- DOCUMENT EXCERPT
--- START ---
Carapa wohllebenii (Meliaceae), a new tree species from montane forests in the Democratic Republic of Congo, Rwanda, and Burundi

Institute for Integrated Natural Sciences–Biology, University of Koblenz-Landau, Universitätsstraße 1, 56070 Koblenz, Germany
Institute for Integrated Natural Sciences–Biology, University of Koblenz-Landau, Universitätsstraße 1, 56070 Koblenz, Germany
Hauptstr. 284, Königswinter, Germany
Meise Botanic Garden, Nieuwelaan 38, 1860 Meise, Belgium, Department of Biology, KU Leuven, 3001 Leuven, Belgium

Abstract

Carapa wohllebenii is described as a new tree species from the Democratic Republic of Congo, Rwanda, and Burundi. Its affinities to Carapa grandiflora are discussed. It differs in a number of morphological features; the most prominent being the oblanceolate-oblong leaflets with distinctly mucronate apex and a length/width ratio of 3.2–4.7 (vs. oblong ovate leaflets with mucronulate apex and a length/width ratio of 1.9–2.7 in C. grandiflora). A molecular phylogeny of Carapa is presented that clearly indicates the distinct phylogenetic position of both species. Based on the current knowledge, the new species is given a preliminary conservation assessment of LEAST CONCERN (LC). Carapa grandiflora is here for the first time recorded from the Democratic Republic of Congo.
--- END ---
- EXERCISE
Print the passage of the Carapa wohllebenii abstract starting at "Carapa wohllebenii is" and ending at "Republic of Congo.". Rely only on the text itself for everything that follows.

- EXTRACTED ENTRIES
--- START ---
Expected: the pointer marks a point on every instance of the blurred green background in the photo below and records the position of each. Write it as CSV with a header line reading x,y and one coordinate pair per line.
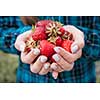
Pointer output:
x,y
9,63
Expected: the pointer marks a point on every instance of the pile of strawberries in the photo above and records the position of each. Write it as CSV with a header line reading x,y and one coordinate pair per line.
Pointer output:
x,y
46,34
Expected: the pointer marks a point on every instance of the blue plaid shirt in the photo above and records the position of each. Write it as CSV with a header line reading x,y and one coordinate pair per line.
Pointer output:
x,y
84,68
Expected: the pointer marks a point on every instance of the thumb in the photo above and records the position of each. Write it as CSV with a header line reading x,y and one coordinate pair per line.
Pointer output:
x,y
55,74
--- END ---
- ANSWER SECTION
Carapa wohllebenii is described as a new tree species from the Democratic Republic of Congo, Rwanda, and Burundi. Its affinities to Carapa grandiflora are discussed. It differs in a number of morphological features; the most prominent being the oblanceolate-oblong leaflets with distinctly mucronate apex and a length/width ratio of 3.2–4.7 (vs. oblong ovate leaflets with mucronulate apex and a length/width ratio of 1.9–2.7 in C. grandiflora). A molecular phylogeny of Carapa is presented that clearly indicates the distinct phylogenetic position of both species. Based on the current knowledge, the new species is given a preliminary conservation assessment of LEAST CONCERN (LC). Carapa grandiflora is here for the first time recorded from the Democratic Republic of Congo.